+++ Data shown
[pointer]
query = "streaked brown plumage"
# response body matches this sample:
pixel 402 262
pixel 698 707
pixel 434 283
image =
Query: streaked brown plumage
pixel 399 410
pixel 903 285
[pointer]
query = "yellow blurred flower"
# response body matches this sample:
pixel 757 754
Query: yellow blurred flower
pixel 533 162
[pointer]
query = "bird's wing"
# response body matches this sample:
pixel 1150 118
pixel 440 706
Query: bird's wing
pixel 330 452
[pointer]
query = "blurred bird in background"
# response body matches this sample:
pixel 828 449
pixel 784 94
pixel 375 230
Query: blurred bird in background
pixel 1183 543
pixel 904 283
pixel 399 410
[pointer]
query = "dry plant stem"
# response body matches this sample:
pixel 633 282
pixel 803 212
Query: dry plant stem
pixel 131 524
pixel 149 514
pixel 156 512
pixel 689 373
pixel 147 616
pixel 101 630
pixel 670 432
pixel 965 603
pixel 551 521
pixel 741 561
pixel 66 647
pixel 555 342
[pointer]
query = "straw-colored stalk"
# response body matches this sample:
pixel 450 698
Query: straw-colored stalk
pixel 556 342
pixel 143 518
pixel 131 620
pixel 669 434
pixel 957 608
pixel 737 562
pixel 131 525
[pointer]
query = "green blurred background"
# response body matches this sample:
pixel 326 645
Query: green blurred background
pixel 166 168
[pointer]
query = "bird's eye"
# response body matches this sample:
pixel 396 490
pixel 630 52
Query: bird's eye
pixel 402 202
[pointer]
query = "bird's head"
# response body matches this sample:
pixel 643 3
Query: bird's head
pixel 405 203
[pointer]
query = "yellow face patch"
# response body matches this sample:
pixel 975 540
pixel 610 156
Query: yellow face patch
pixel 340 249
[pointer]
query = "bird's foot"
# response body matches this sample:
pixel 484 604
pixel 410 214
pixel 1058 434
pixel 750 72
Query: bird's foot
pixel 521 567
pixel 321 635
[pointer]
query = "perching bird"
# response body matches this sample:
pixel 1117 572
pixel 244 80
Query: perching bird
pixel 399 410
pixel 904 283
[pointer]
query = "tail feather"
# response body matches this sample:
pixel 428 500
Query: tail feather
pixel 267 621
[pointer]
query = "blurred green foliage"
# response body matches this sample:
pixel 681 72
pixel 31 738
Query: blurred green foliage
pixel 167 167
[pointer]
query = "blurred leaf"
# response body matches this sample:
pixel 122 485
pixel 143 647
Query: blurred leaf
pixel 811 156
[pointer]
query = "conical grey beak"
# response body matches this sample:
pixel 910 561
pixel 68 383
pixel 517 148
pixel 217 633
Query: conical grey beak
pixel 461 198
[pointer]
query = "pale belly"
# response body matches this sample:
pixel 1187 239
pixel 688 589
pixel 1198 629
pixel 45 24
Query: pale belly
++++++
Give the material again in full, exactly as it appears above.

Written answer ->
[pointer]
query = "streaked brown plumage"
# response body matches this sample:
pixel 402 262
pixel 698 707
pixel 434 283
image =
Query: streaked brown plumage
pixel 399 410
pixel 903 285
[pointer]
query = "yellow blurred flower"
# response body matches this sample:
pixel 757 754
Query: yellow blurred flower
pixel 533 162
[pointer]
query = "bird's wing"
# response body matches this sample:
pixel 1150 118
pixel 440 706
Query: bird's wing
pixel 330 452
[pointer]
query = "blurred bird in background"
# response body matches this sample:
pixel 828 449
pixel 784 94
pixel 375 230
Query: blurred bird in background
pixel 1183 543
pixel 904 283
pixel 399 410
[pointer]
query = "dry plant stem"
# response body matches this sample:
pixel 633 282
pixel 803 212
Query: dry plant stem
pixel 131 524
pixel 149 514
pixel 156 512
pixel 689 373
pixel 147 616
pixel 101 630
pixel 670 432
pixel 965 603
pixel 551 521
pixel 741 561
pixel 66 647
pixel 555 342
[pointer]
query = "straw-colored stalk"
# response body matches this sample:
pixel 450 698
Query: straw-colored stalk
pixel 556 342
pixel 143 518
pixel 131 620
pixel 669 434
pixel 957 608
pixel 737 562
pixel 131 525
[pointer]
query = "green blurred background"
# response body matches this sample:
pixel 326 645
Query: green blurred background
pixel 166 168
[pointer]
query = "bird's eye"
# response body matches this sample:
pixel 396 490
pixel 630 52
Query: bird's eye
pixel 402 202
[pointer]
query = "bird's head"
# response body matches this sample:
pixel 643 3
Query: bird's head
pixel 405 203
[pointer]
query = "yellow face patch"
# response body matches this sample:
pixel 975 540
pixel 610 156
Query: yellow face patch
pixel 340 249
[pointer]
query = "bird's foot"
# response body matches this sample:
pixel 484 604
pixel 410 214
pixel 1058 434
pixel 750 72
Query: bird's foot
pixel 521 567
pixel 321 635
[pointer]
query = "perching bird"
# response body matches this sample:
pixel 1117 572
pixel 244 80
Query: perching bird
pixel 399 410
pixel 904 283
[pointer]
query = "tail feather"
# response body matches this sample:
pixel 428 500
Query: tail feather
pixel 267 621
[pointer]
query = "blurred green foliage"
# response body matches this sample:
pixel 681 72
pixel 31 738
Query: blurred green foliage
pixel 167 167
[pointer]
query = "blurred leaf"
# response body matches this sample:
pixel 122 485
pixel 143 647
Query: blurred leaf
pixel 811 156
[pointer]
query = "conical grey beak"
# response body matches this sample:
pixel 910 561
pixel 68 383
pixel 517 148
pixel 217 633
Query: conical grey beak
pixel 461 198
[pointer]
query = "pale belly"
# response body matches this sample:
pixel 1187 239
pixel 688 589
pixel 1198 629
pixel 45 24
Query: pale belly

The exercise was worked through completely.